_What to produce:_ Reproduce verbatim everything in the Karachi trash-collector article from "Barkat was one" down to "friend, 12-year-old Jamali.".

━━━ Source text ━━━

Barkat Khan was shot dead as he slept, curled up in the muck in one of the roughest parts of Karachi, Pakistan. He was a dirt-poor 13-year-old Afghan who never went to school and never dared to dream of a better life.
Friends say he was an innocent victim of an increasingly vicious cycle of ethnic violence in Pakistan’s largest city, a battleground between economic migrants from the northwest and Afghanistan, and original settlers from India.
Barkat was one of more than 20,000 children — the vast majority of them Afghans — who work for US$2 a day collecting trash dumped by the 18 million residents of Karachi.
They toil from dawn to night, braving the punishing climate and health dangers posed by toxic waste. Now they are caught up in one of Pakistan’s most under-reported wars: the violence that tears neighborhoods of the country’s richest city to shreds, trampling underfoot the unknown and the defenseless.
“Karachi has become too dangerous. People are being killed indiscriminately, among them, my friend,” said Barkat’s friend, 12-year-old Jamali.
He and Barkat came to Pakistan as babies when their parents fled the city of Kandahar when US-led troops invaded Afghanistan after the Sept. 11, 2001, attacks in the US.
Like tens of thousands of Afghans, the family eventually moved to Karachi in search of work, abandoning their first port of call, the southwestern city of Quetta, where Taliban and their families are said to have settled.

━━━ Given information ━━━

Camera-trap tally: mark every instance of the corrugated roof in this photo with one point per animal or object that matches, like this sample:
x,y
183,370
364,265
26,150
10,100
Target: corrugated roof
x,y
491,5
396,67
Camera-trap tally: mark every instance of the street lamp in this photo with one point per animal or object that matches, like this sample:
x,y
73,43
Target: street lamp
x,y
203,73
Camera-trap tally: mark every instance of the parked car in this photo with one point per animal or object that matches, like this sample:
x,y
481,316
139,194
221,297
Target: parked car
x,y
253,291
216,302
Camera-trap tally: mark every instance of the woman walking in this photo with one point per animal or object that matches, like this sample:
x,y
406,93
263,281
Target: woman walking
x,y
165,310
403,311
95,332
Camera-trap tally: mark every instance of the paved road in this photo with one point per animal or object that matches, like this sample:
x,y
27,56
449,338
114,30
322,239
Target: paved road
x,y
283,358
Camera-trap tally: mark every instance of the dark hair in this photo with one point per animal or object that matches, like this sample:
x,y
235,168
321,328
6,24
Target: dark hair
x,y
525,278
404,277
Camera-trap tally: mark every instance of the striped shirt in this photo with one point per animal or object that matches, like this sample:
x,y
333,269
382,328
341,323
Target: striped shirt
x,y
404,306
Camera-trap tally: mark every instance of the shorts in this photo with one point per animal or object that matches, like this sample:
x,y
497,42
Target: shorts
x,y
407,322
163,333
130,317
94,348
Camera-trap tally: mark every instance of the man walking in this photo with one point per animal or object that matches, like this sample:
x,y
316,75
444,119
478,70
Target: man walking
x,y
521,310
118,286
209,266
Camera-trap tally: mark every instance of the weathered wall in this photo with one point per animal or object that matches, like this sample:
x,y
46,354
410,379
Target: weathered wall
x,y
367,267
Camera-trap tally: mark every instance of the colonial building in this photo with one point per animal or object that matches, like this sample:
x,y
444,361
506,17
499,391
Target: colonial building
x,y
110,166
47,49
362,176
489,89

━━━

_Answer to the problem:_
Barkat was one of more than 20,000 children — the vast majority of them Afghans — who work for US$2 a day collecting trash dumped by the 18 million residents of Karachi.
They toil from dawn to night, braving the punishing climate and health dangers posed by toxic waste. Now they are caught up in one of Pakistan’s most under-reported wars: the violence that tears neighborhoods of the country’s richest city to shreds, trampling underfoot the unknown and the defenseless.
“Karachi has become too dangerous. People are being killed indiscriminately, among them, my friend,” said Barkat’s friend, 12-year-old Jamali.